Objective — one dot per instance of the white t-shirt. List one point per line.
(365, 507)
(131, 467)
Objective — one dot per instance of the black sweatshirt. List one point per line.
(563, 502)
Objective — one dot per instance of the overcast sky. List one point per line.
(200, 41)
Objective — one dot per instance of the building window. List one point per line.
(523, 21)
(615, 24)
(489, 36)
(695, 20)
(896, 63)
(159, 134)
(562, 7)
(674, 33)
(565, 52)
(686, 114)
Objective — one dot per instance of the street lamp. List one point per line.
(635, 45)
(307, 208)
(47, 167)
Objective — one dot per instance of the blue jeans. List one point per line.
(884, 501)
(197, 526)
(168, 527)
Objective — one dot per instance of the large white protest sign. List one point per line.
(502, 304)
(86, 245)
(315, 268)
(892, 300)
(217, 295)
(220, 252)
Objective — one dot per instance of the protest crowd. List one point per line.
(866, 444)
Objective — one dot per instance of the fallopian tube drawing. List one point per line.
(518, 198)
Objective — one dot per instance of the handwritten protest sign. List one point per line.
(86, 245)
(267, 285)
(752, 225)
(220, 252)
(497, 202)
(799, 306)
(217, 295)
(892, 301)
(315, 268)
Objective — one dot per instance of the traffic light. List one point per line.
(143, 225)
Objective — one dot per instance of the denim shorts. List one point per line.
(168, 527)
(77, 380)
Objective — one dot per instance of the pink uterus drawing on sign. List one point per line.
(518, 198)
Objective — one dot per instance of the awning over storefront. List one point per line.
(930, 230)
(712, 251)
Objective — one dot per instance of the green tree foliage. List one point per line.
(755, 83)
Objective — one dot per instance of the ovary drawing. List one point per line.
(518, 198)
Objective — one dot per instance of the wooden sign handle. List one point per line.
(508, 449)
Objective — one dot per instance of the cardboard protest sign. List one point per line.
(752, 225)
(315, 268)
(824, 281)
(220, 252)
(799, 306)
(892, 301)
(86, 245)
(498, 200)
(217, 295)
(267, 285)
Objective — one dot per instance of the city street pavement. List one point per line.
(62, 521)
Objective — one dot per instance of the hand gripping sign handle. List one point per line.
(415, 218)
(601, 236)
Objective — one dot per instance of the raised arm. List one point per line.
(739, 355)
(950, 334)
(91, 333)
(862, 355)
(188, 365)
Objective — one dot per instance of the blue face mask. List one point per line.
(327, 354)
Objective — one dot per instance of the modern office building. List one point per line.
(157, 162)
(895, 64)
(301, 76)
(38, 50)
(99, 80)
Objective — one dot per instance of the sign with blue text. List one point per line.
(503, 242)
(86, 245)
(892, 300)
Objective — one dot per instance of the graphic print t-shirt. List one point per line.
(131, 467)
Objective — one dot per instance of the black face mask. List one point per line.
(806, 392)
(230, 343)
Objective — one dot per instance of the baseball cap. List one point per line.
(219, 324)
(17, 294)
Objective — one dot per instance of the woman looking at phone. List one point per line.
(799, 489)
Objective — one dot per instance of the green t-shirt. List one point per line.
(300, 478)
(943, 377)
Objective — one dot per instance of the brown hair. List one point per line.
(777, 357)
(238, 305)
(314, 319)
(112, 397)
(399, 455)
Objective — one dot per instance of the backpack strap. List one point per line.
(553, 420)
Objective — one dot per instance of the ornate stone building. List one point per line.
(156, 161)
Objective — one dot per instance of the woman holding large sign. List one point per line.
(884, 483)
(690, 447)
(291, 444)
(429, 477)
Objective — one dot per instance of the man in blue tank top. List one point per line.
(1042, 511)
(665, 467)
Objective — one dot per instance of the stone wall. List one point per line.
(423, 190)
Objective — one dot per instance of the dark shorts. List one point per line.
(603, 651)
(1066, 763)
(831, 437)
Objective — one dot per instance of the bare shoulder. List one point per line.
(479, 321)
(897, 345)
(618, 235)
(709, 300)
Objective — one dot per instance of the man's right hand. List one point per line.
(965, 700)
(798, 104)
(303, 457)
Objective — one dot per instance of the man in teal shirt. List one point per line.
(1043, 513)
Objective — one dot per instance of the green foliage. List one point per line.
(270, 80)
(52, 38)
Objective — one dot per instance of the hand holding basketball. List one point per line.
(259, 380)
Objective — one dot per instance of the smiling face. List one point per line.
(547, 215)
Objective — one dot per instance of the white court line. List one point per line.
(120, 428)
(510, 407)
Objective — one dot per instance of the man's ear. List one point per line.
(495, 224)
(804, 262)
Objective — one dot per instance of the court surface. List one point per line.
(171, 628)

------------------------------------------------------------------------

» **STATED PROBLEM**
Copy out the data shown above without altering anything.

» **OUTPUT**
Objective — one dot per instance of the white t-shirt. List one point per line.
(365, 507)
(131, 467)
Objective — one dot per instance of the black sweatshirt. List one point per line.
(563, 502)
Objective — one dot per instance of the overcast sky. List one point per line.
(200, 41)
Objective — one dot per instance of the building window. List one point per line.
(523, 21)
(615, 24)
(489, 36)
(695, 20)
(896, 63)
(159, 134)
(562, 7)
(674, 33)
(565, 52)
(686, 114)
Objective — one dot per instance of the street lamp. List one point per line.
(635, 45)
(307, 208)
(47, 167)
Objective — one dot per instance of the blue jeans. List one point per line.
(884, 501)
(197, 526)
(168, 527)
Objective — one dot per instance of the large white protest sign. List one point per line.
(502, 304)
(86, 245)
(315, 268)
(892, 300)
(217, 295)
(220, 252)
Objective — one dot per instance of the protest crowd. List one point per line.
(866, 444)
Objective — one dot per instance of the fallopian tube drawing. List one point per line.
(518, 198)
Objective — one dot per instance of the handwritten protest sign. List one point per line.
(86, 245)
(267, 285)
(752, 225)
(220, 252)
(497, 202)
(799, 306)
(217, 295)
(892, 301)
(315, 268)
Objective — one dot per instance of the traffic light. List one point per line.
(143, 225)
Objective — one dot per instance of the denim shorts. List one point per line.
(168, 527)
(77, 380)
Objective — one dot per instance of the pink uterus drawing on sign. List one point per line.
(518, 198)
Objective — one dot per instance of the awning over storefront. List one point per line.
(930, 230)
(712, 251)
Objective — one dot per instance of the green tree foliage. List one point per line.
(755, 83)
Objective — one dot per instance of the ovary drawing. List one point per line.
(518, 198)
Objective — one dot per instance of the wooden sign handle. List one point per line.
(508, 449)
Objective — one dot per instance of the cardboard protest sign. List one point per line.
(752, 225)
(315, 268)
(824, 281)
(220, 252)
(799, 306)
(892, 301)
(86, 245)
(498, 200)
(217, 295)
(267, 285)
Objective — one dot per instance of the city street pavement. List one point per line.
(62, 521)
Objective — one dot per instance of the hand gripping sign handle. List one point per line.
(415, 218)
(601, 236)
Objective — one dot per instance of the raised arm. List one point per line.
(739, 355)
(950, 334)
(91, 333)
(862, 355)
(188, 365)
Objective — one dot per instance of the blue face mask. List one point per line.
(327, 354)
Objective — one dot per instance of the modern office building. List one point per line.
(157, 162)
(895, 64)
(301, 76)
(38, 50)
(99, 80)
Objective — one dot per instance of the sign with blue text. List one point per line.
(503, 242)
(86, 245)
(892, 300)
Objective — one dot per instance of the graphic print t-shirt. List one point per line.
(131, 467)
Objective — one dot per instance of the black face mask. List one point per line.
(806, 392)
(230, 343)
Objective — one dot per instance of the baseball cap. List one point per line.
(219, 324)
(17, 294)
Objective — one dot per instance of the woman looking at phone. List one point per line.
(799, 489)
Objective — one dot per instance of the green t-shirt. List one point per line.
(300, 478)
(943, 377)
Objective — one dot per instance of the brown hair. List one point per line.
(777, 357)
(238, 305)
(314, 319)
(112, 397)
(399, 455)
Objective — one dot per instance of the backpack strap. List one point per line.
(553, 420)
Objective — one dot per instance of the ornate stone building. List one point per line.
(156, 161)
Objective — one dot per instance of the woman holding large sign. List one point per line.
(884, 483)
(690, 447)
(291, 444)
(429, 477)
Objective — one dot per instance of the man in blue tank top. List one point per line.
(1042, 511)
(665, 467)
Objective — one dot per instance of the stone wall. List one point per line.
(423, 190)
Objective — one dot per instance of the dark shorts. List one point per line.
(603, 651)
(1066, 763)
(831, 437)
Objective — one dot per instance of the bare shoulder. List one point per line.
(479, 321)
(897, 345)
(618, 235)
(709, 300)
Objective — one dot per instance of the man's right hand. List one point per line.
(965, 700)
(798, 104)
(303, 457)
Objective — one dot per instance of the man in teal shirt. List one point per line.
(1043, 513)
Objective — one dot per instance of the green foliage. List one point per line.
(270, 80)
(52, 38)
Objective — one dot per instance of the hand holding basketball. List one point per line.
(259, 380)
Objective — one dot per instance of the smiling face. List one point per line.
(547, 215)
Objective — one dot per instance of the white court line. List one point per line.
(120, 428)
(510, 407)
Objective — one dot per instance of the man's ear. List one point per line.
(495, 224)
(804, 262)
Objective — one dot per instance of the court surface. List one point per line.
(171, 628)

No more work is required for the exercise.